• **Problem 1**
Using the blog text about films and fantasy, answer these:
(a) Which actor does the writer call good in Chaos?
(b) At which theatre is the new mathematical play on?
(c) What is the title of Valerie Walkerdine's book, and in what year was it published?
• **Problem 2**
Carry on the blog text about films and fantasy after its final sentence.

#### Passage

Ein Freund von Mir: http://www.imdb.com/title/tt0441762/: this was great, slow with two lovely central performances and a senstivie and nuanced take on the cliche of the asocial mathematician.

Chaos: http://www.imdb.com/title/tt0402910/: I didn’t like this so much but then I’m not really into Hollywood action films. Ryan Phillipe is good in it and there’s a chaos motif going through the film that is developed a little.

There’s also a new mathematical play on at London’s Barbican theatre: http://www.barbican.org.uk/theatre/event-detail.asp?ID=4928

See ya, Heather
 

fantasy and reality

I have recently finished reading Valerie Walkerdine’s new book on children playing video games. I found what she had to say really useful for making sense of how people interact with not just video games but also popular cultural texts in general. She writes against oppositions in which people are positioned either as active makers of meaning or as passive takers in of the meanings in the texts. If our sense-making is both conscious and unconscious then this distinction between active and passive breaks down. She distinguishes her own position from one in which “meanings are made actively by conscious subjects in specific practices in which subjects master the aesthetic conventions of games and which distinguish games from what [is called] ‘real world experience’, which we must assume to be different practices with different aesthetic conventions”. She goes onto argue that “those other practices are important because the knowledge and competences players bring to the games are produced through active meaning-making in other practices”. In her approach “there is no ‘real world experience’, which is not also to be understood through the specific meanings generated in quite specific sites and practices, but, further than this, we are still left with the child as active maker of meaning, which assumes a Cartesian subject who generates meaning.” (Valerie Walkerdine, 2007, Children, Gender, Video games, p.10) This is a difficult passage for me but I think that she is saying that the oppositions of active/passive and conscious/unconscious and the assumption of an active conscious maker of meaning relies on a distinction between fantasy and reality, between the world of the text and world of ‘real life’. This has started me thinking about how we might understand the relationship between what we call reality and what we call fantasy. Another writer who has provoked me on this topic is Judith Butler so I end this little theoretical blog with a quote from her:
“Fantasy is part of the articulation of the possible; it moves us beyond what is merely actual and present into a realm of possibility, the not yet actualized or the not yet actualizable. The struggle to survive is not really separable from the cultural life of fantasy, and the foreclosure of fantasy - through censorship, degradation, or other means - is one strategy for providing for the social death of persons. Fantasy is not the opposite of reality; it is what reality forecloses, and, as a result, it defines the limits of reality, constituting it as its constitutive outside. The critical promise of fantasy, when and where it exists, is to challenge the contingent limits of what will and will not be called reality. Fantasy is what allows us to imagine ourselves and others otherwise; it establishes the possible in excess of the real; it points elsewhere, and when it is embodied, it brings the elsewhere home.” (Judith Butler, 2004, Undoing Gender, p.28-29)

########
#### Recorded information

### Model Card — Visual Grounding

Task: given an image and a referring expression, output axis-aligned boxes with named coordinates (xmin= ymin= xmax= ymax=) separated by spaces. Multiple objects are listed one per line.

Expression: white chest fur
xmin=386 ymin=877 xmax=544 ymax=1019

########

• **Final answer 1**
(a) Ryan Phillipe
(b) London's Barbican theatre
(c) Children, Gender, Video games, published in 2007

• **Final answer 2**
That’s it for now, am signing off to watch Big Brother (another interesting site for pondering the play of fantasy and reality in popular cultural texts, Heather

the trouble with stereotypes

In analysing the focus groups we have found that both the Year 11 students and the undergraduates can easily reproduce a stereotype when asked to imagine a mathematician. This is generally a white, old, middle-class man who’s life revolves around maths. However, as in the example below, there is a critical awareness that it is a stereotype:

Aby: Well obviously I think the stereotype would be kind of, you know, like glasses and like whatever.
Barbie: Glasses.
Aby: Yeah.
Violet: Suits.
Aby: And like the computer kind of nerd.
Debbie: Yeah.
Aby: But I don’t really think of that.
Magdalene: I think I think about it as like, did any of you like watch Beauty and the Geek?
Some: Yeah.
Magdalene: There was that guy. I can’t remember his name but he was really like. [imitates Richard from series 1 US version, particularly his high trouser waistline]
Debbie: Can you say that in words because I can’t actually record that.
?: Had like very hyperactive.
Magdalene: Yeah like hyperactive, he had like really high trousers, always tucked in.
Violet: Dark socks.
?: Yeah.
Aby: And he wasn’t very good in social situations at all.

Debbie: Ok. So do mathematicians, or does the stereotypical mathematician, have friends, family? Do they live on their own or?
Violet: They live on their own.
Magdalene: Yeah, I expect they have like friends but not really ones who like go out.
Violet: Yeah. Not really like party scene people.
Magdalene: Yeah.

Participants can also produce a stereotypical notion of maths as number and calculation, from which most again have a critical distance.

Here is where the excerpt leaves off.